• **Consignes de l'exercice**
Recopiez intégralement les lignes ci-dessous, de la ligne contenant « the flower stem » jusqu'à la fin des lignes. Augmentez de 87 chaque coordonnée x et y des réponses.

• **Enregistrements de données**
-----

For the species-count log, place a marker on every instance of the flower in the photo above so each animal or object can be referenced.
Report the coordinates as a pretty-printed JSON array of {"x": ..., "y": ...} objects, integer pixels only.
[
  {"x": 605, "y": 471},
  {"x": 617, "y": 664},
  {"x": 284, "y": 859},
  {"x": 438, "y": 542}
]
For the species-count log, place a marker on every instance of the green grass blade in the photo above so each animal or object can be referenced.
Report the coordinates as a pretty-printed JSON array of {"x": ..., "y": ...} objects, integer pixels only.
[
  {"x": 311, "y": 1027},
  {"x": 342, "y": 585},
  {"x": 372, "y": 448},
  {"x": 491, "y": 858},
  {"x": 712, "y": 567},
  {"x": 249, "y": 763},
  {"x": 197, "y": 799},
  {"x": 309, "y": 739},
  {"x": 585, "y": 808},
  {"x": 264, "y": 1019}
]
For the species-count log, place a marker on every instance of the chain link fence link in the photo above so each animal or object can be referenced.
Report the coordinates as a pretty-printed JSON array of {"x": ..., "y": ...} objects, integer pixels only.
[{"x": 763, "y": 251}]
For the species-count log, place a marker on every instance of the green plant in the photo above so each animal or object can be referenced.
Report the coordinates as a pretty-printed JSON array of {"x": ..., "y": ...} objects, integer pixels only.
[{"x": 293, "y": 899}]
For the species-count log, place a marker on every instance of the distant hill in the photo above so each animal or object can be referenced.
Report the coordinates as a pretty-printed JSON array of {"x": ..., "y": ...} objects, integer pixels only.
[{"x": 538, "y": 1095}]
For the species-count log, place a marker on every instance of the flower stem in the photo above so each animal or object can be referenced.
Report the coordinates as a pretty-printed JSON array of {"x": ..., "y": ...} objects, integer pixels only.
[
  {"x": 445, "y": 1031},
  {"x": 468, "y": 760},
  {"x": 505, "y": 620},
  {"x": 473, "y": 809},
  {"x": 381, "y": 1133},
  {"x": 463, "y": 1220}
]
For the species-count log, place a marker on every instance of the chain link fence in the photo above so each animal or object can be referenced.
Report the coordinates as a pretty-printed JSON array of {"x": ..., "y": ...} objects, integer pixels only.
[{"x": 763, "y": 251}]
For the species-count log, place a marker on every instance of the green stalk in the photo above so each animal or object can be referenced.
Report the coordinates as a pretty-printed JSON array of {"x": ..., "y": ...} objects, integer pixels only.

-----

• **Réponse finale**
For the species-count log, place a marker on every instance of the flower stem in the photo above so each animal or object can be referenced.
Report the coordinates as a pretty-printed JSON array of {"x": ..., "y": ...} objects, integer pixels only.
[
  {"x": 532, "y": 1118},
  {"x": 555, "y": 847},
  {"x": 592, "y": 707},
  {"x": 560, "y": 896},
  {"x": 468, "y": 1220},
  {"x": 550, "y": 1307}
]
For the species-count log, place a marker on every instance of the chain link fence in the photo above so each animal or object can be referenced.
Report the coordinates as a pretty-printed JSON array of {"x": ..., "y": ...} objects, integer pixels only.
[{"x": 850, "y": 338}]
For the species-count log, place a marker on every instance of the green stalk in the photo above so each animal or object can be referenced.
Report the coordinates as a pretty-printed JSON array of {"x": ..., "y": ...} objects, integer pixels only.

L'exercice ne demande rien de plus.